**Given task**
Do these statements agree with the transcript? Answer yes or no for each, and quote the words of the transcript that decide it.
(a) The speaker calls the office the safest place to be because no one was there.
(b) The speaker finds people in small towns to be the loneliest.
(c) The speaker's great passion is connecting people.

**Text segment**
▬▬▬▬▬▬
It was just completely empty because I was like the
only one in the city. Going to going to work,

(11:24):
and of course the safest place to be was it
the office because no one was there. But I'm there
and I'm driving, and I'm thinking to myself, well, you
know the nice thing about going And I've gone my
own way too. I'm different from you. Maybe I haven't
um had as many um obvious stumbles, but um, but
everybody has their stumbles. And but I've definitely gone my

(11:46):
own way. I don't I don't copy anybody else. And
the great thing about going your own way and choosing
your own road is you don't spend much time in traffic.
And I noticed that about here. You know, here at
your farm, there's not a lot of traffic here, no traffic,
my traff I laughed, because people talk about the me
that commute home was miserable, and I always laugh. Say,
but you know, if you want to make, if people

(12:06):
want to make a find real meaning in life. And
of course you know, you and I are both churchgoers,
and um, you know there's real meaning and believing in
God and trying to find your purpose of God and
having faith. But in terms of your professional activities or
your life making a living, it really helps to go
your own way. It helps to really say what what
do I want to do? What do I love to do?

(12:29):
And if you can find a way to earn a
living doing what you love to do, life is just
so much better and you make such a bigger contribution,
so much better. I call it the sweet spot. You
know where you find that spot where your great passion.
For me, it's connecting, it's connecting. My great passion. I
love to connect people. I love to introduce people. I

(12:53):
love to play matchmaker and introduce people that fall in love.
I love connecting people. So when I took that passion
and married it with the world's great need, which is
people are lonely at night. You know, radio reaches different
people at different times for different reasons. You know, if

(13:13):
you're listening in morning drive, you want to know where
the traffic mess is, unless you're taking a back road
like you and I do. But people, you know, want
to know what happened in the news, or they want
to know where the traffic problems are, and they want
to be entertained. But at night, people want to slow
down and they want to process the day, and a

(13:34):
lot of people are desperately lonely. Especially it's so Funny,
people in big cities are the loneliest people I've ever
talked to. The bigger the city, the lonelier the soul.
▬▬▬▬▬▬
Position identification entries
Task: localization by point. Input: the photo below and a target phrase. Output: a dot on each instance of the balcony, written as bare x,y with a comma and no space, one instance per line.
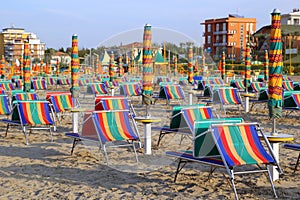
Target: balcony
220,32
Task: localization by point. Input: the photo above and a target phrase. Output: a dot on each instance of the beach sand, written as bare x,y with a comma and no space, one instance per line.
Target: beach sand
46,170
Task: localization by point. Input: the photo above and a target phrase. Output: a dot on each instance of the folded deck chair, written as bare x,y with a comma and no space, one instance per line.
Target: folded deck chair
295,147
62,103
113,129
178,123
5,108
292,103
228,97
33,114
114,103
170,92
231,146
130,89
288,85
97,89
39,84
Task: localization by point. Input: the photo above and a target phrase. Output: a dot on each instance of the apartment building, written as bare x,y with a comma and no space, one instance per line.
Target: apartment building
229,35
292,18
12,44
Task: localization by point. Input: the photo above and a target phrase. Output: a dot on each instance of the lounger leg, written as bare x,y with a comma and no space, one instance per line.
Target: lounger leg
271,181
6,129
75,141
297,163
179,168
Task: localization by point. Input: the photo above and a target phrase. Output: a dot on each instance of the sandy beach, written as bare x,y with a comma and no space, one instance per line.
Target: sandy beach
46,170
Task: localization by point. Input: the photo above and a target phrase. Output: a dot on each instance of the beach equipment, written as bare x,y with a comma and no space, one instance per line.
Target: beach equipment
170,92
39,84
26,67
223,69
295,147
32,115
5,108
178,123
247,68
190,66
275,74
237,147
266,67
147,89
109,129
130,89
97,89
227,97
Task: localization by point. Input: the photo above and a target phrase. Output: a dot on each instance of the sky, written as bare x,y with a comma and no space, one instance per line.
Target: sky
96,22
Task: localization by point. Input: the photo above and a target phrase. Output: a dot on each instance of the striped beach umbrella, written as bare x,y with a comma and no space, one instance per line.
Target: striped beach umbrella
74,67
276,65
247,67
111,67
190,66
121,65
266,67
175,66
147,62
223,70
26,67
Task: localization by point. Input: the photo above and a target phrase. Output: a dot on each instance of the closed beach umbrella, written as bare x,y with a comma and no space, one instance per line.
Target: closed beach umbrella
223,70
147,61
26,67
111,68
175,66
74,67
190,66
276,65
247,67
266,67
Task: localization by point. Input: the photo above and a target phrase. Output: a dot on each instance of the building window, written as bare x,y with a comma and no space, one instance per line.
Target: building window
224,26
208,27
224,38
208,39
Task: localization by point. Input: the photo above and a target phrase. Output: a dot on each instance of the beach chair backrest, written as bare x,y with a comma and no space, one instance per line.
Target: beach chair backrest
131,89
288,85
292,101
25,96
196,114
229,96
34,113
39,84
173,92
62,102
97,88
113,126
240,84
239,144
203,144
117,103
4,105
257,86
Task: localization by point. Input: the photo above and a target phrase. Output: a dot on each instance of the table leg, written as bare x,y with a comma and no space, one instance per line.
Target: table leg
75,122
246,104
273,170
147,138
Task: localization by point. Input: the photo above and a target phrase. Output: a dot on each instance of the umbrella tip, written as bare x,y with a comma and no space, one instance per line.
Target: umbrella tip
276,10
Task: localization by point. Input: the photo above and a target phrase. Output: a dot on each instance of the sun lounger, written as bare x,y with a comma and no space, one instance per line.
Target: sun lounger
108,127
229,146
295,147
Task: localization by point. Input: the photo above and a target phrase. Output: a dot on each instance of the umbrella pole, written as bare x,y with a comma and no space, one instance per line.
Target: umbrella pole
274,126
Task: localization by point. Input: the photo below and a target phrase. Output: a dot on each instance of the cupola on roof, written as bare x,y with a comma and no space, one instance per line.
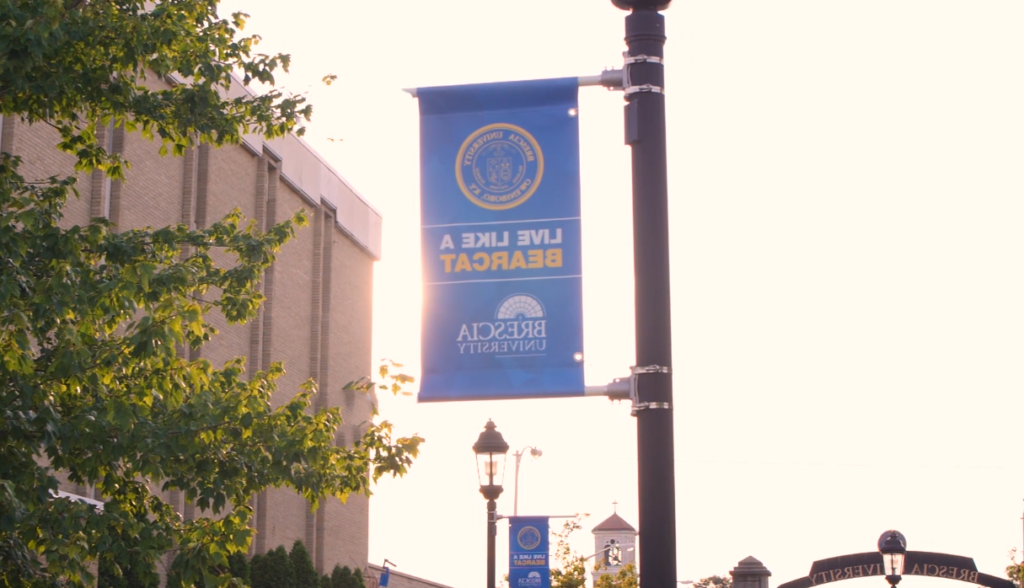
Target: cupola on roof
613,522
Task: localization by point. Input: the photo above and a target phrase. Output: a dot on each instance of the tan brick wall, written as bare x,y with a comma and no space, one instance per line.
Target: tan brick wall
151,195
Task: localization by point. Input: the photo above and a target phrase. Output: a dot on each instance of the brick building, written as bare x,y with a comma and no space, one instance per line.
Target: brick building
316,318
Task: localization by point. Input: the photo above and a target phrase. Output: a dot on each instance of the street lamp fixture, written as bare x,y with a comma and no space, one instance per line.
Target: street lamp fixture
518,457
892,546
491,450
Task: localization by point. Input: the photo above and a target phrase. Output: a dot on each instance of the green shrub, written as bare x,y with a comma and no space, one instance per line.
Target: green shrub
273,571
305,573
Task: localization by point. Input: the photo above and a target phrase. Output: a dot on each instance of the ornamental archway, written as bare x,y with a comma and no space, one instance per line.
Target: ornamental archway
916,563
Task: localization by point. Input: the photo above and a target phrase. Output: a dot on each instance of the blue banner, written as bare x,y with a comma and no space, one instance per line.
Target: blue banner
501,241
528,567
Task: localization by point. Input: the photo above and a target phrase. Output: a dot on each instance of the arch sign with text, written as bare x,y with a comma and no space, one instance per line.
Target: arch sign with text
916,563
501,241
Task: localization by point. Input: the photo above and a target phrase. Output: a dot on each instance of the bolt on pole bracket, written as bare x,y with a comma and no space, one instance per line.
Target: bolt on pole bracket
637,371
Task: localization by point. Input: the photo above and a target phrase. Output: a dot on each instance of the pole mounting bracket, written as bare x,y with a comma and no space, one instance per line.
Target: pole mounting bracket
643,88
637,371
627,58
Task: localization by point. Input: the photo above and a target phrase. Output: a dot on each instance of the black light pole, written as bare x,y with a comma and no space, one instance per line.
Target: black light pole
643,84
491,450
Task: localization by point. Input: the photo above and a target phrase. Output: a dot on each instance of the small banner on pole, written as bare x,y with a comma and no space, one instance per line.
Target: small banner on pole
528,567
501,241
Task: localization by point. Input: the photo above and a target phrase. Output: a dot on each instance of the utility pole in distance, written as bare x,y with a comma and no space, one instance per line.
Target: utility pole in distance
643,84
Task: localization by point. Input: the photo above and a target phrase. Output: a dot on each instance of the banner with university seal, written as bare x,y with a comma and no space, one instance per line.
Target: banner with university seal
528,565
501,241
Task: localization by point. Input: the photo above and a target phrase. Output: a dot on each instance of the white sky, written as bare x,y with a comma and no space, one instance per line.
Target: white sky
846,206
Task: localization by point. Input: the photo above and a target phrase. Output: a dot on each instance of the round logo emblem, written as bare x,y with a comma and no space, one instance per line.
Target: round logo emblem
528,538
499,166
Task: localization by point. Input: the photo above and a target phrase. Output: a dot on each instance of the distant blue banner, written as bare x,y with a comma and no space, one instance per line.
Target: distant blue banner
528,565
501,241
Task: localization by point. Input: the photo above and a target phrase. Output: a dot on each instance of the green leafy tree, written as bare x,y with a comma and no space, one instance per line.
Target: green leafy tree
714,582
305,572
90,380
1015,572
570,569
627,577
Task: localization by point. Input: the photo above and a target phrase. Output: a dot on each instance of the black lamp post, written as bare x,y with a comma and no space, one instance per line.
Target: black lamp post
645,133
892,546
491,450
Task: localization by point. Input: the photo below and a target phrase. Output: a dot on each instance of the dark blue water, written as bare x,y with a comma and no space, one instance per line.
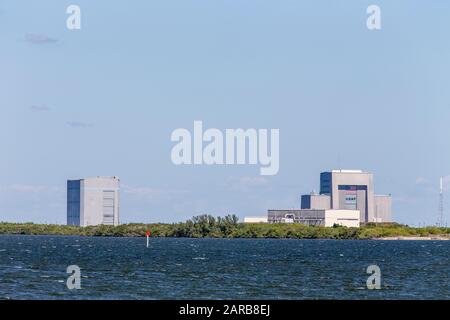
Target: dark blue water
34,267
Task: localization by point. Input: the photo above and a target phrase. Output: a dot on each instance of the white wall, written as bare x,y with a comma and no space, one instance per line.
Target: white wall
346,218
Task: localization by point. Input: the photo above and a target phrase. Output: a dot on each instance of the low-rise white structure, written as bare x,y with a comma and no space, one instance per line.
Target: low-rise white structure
93,201
255,220
316,217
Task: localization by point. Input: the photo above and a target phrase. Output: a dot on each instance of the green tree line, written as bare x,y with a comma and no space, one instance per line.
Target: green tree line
207,226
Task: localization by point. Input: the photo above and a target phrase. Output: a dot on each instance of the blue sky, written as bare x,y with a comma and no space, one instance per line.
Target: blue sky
105,99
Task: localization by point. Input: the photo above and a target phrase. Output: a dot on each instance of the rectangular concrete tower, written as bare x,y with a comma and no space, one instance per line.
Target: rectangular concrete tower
93,201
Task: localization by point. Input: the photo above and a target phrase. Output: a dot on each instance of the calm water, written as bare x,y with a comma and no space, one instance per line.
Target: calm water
34,267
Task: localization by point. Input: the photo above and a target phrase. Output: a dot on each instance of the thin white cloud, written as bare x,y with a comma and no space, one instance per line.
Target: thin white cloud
27,188
79,124
247,183
35,38
38,108
151,193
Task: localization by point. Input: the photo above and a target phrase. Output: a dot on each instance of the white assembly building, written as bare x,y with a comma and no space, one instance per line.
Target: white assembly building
93,201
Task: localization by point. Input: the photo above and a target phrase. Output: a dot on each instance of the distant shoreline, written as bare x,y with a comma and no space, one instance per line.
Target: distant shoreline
230,228
434,238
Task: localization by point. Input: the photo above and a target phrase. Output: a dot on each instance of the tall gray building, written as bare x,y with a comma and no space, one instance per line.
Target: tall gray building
350,190
93,201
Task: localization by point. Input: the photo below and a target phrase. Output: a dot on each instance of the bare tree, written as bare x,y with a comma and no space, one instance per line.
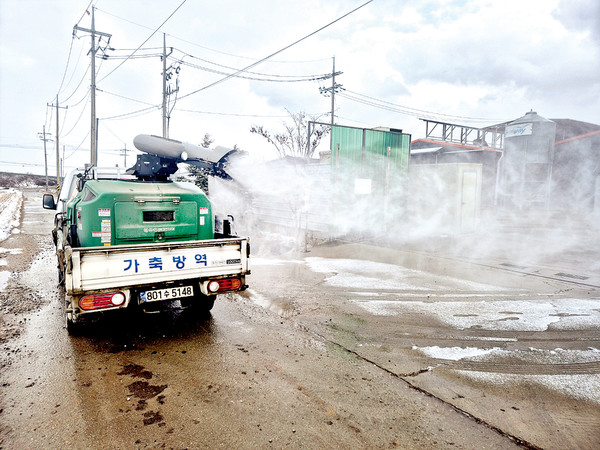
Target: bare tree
295,141
207,141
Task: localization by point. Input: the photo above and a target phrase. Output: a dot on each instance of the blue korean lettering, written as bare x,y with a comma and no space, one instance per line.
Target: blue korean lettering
131,263
155,263
179,261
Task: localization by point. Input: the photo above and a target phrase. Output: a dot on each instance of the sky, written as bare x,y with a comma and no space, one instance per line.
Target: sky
468,62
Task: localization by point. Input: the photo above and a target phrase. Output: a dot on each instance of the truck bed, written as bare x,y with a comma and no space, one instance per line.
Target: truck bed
97,268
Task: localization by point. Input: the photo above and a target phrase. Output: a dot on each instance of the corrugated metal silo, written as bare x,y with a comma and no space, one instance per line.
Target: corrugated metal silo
527,162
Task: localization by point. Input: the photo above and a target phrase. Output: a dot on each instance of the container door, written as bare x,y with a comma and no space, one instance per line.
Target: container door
468,206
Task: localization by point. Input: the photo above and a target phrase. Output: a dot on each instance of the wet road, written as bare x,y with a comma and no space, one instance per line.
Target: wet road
341,347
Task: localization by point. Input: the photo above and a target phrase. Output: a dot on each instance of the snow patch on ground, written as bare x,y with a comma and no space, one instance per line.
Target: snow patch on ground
12,251
510,315
10,212
580,387
4,276
272,262
454,353
361,274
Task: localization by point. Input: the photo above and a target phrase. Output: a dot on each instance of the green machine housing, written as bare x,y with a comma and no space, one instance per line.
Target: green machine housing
113,212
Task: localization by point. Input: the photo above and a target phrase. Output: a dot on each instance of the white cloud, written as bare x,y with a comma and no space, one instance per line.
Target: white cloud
462,57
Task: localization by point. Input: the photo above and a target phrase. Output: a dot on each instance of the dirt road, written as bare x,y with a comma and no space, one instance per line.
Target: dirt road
342,347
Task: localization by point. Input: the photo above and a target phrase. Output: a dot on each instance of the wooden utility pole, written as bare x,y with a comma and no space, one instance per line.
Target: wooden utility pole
57,143
43,137
166,89
93,50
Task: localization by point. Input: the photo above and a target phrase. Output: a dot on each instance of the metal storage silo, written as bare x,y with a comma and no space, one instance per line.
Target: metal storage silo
527,162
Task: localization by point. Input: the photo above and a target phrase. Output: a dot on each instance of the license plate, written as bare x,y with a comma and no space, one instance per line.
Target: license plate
166,294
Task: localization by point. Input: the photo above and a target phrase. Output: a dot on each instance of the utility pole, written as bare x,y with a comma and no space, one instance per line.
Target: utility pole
124,152
335,87
43,137
166,90
333,94
57,143
93,50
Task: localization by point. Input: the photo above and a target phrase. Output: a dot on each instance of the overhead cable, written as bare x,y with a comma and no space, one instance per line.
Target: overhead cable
275,53
147,39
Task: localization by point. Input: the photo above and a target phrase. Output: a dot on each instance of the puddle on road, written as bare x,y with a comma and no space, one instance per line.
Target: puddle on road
509,315
280,306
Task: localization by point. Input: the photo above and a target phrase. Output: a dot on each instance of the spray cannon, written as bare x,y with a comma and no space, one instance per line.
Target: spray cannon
163,154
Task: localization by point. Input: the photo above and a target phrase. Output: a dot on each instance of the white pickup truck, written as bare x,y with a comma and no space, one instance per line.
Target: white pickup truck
126,243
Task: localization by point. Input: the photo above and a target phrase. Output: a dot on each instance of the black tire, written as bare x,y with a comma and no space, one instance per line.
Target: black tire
199,303
73,325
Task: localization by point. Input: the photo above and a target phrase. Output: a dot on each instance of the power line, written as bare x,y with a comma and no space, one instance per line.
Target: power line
208,48
275,53
147,39
310,77
401,109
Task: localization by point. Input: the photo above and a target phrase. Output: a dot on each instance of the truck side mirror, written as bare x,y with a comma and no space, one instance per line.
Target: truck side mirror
48,201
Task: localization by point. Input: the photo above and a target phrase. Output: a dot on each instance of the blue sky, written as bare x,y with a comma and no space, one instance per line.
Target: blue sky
468,62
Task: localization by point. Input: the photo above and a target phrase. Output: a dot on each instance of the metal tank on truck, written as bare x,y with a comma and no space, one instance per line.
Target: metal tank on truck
141,240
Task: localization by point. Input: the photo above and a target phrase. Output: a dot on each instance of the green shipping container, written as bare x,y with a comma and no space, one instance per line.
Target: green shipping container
110,212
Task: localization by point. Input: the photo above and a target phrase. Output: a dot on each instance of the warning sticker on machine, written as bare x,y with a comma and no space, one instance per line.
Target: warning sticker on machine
105,231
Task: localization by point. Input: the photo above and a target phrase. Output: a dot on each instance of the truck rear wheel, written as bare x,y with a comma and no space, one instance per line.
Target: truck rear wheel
73,325
199,303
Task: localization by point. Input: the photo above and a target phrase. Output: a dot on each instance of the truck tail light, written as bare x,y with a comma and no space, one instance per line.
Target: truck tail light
227,284
99,301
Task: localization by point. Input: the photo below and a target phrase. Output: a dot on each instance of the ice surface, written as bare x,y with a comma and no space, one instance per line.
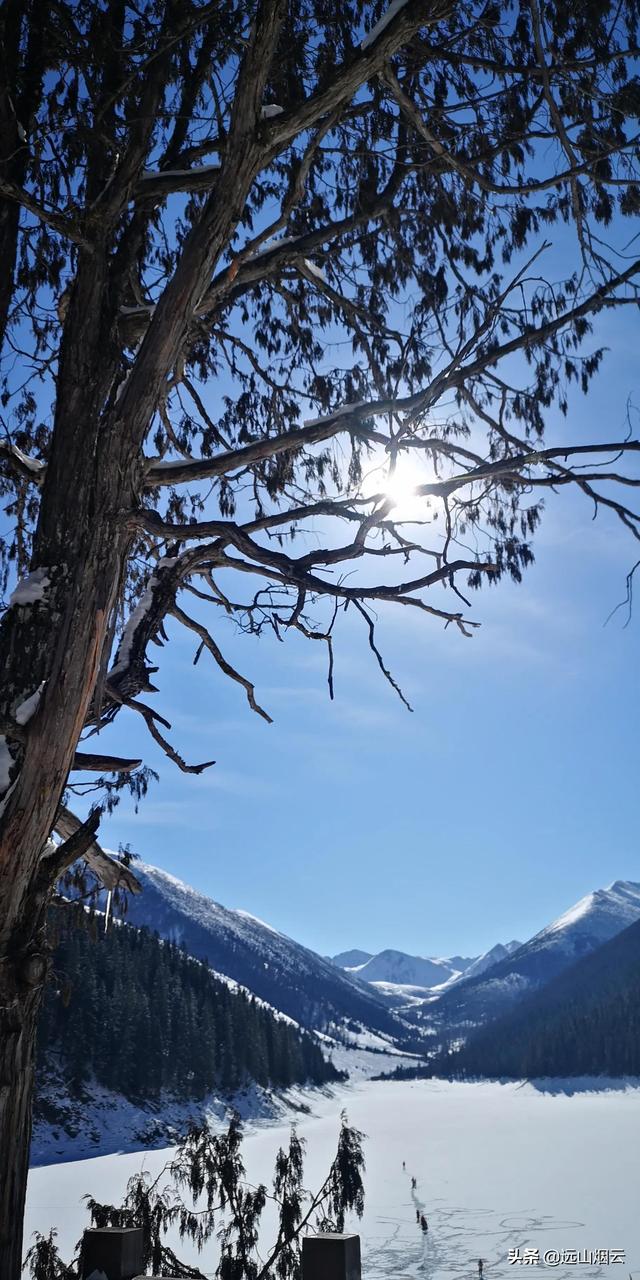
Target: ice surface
30,705
498,1166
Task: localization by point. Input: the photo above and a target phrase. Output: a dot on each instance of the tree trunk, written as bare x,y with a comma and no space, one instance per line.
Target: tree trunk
21,991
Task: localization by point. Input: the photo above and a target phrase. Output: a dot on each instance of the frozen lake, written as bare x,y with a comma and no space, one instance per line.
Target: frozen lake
498,1168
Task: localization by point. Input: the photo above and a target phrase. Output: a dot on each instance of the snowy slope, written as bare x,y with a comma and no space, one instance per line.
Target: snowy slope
498,1168
407,970
493,956
593,920
350,959
288,976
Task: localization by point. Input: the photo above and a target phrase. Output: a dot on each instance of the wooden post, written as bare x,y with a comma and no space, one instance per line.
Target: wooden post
112,1252
330,1256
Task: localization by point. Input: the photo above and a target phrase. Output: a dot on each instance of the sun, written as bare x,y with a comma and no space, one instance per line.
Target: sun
401,487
▬▬▬▬▬▬
**Answer for the task**
(a) Yes: "the safest place to be was it the office because no one was there"
(b) No: "people in big cities are the loneliest people I've ever talked to"
(c) Yes: "My great passion. I love to connect people."